* Work to complete *
Format everything from the line containing "Exercise. For every instance of the green combine" down to the end of the entries as a JSON list of strings, one string per line, leaving out blank lines.

═════ Task inputs ═════

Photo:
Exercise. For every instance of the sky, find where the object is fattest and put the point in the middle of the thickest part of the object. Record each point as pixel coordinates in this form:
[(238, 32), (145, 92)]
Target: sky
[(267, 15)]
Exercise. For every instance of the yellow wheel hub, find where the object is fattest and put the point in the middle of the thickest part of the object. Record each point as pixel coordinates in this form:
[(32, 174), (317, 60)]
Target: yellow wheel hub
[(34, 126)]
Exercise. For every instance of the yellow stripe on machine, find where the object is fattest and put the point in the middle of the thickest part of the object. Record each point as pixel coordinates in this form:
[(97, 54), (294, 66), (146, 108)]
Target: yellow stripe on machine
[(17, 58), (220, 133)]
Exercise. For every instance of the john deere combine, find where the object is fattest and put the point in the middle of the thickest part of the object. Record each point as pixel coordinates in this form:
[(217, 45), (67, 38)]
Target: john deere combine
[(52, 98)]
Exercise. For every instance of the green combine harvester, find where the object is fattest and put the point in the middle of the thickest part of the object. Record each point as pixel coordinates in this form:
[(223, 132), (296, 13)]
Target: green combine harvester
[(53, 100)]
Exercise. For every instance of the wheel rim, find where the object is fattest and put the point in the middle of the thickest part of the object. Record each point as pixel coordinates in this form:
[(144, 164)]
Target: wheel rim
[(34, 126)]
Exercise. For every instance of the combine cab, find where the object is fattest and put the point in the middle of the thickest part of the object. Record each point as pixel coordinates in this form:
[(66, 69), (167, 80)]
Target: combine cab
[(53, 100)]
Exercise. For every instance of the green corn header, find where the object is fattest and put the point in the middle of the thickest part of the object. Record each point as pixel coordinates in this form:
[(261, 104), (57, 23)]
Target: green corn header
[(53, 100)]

═════

* Expected answer *
[
  "Exercise. For every instance of the green combine harvester, find where the object is fattest and put the point in the middle of the thickest part of the object. Record each point as pixel coordinates in this form:",
  "[(223, 132), (296, 13)]",
  "Target: green combine harvester",
  "[(53, 100)]",
  "Exercise. For every instance of the wheel rim, find where the object is fattest and put the point in the middle of the thickest part of the object. Record each point as pixel coordinates in this form:",
  "[(144, 164)]",
  "Target: wheel rim",
  "[(34, 126)]",
  "Exercise. For every instance of the combine cab, find where the object is fattest and put the point in the middle of the thickest part of the object. Record each point as pixel coordinates in this form:",
  "[(66, 69), (167, 80)]",
  "Target: combine cab",
  "[(53, 100)]",
  "Exercise. For every instance of the green corn header, find where the object is fattest and put the point in the middle of the thickest part of the object. Record each point as pixel coordinates in this form:",
  "[(261, 104), (57, 23)]",
  "Target: green corn header",
  "[(53, 100)]"
]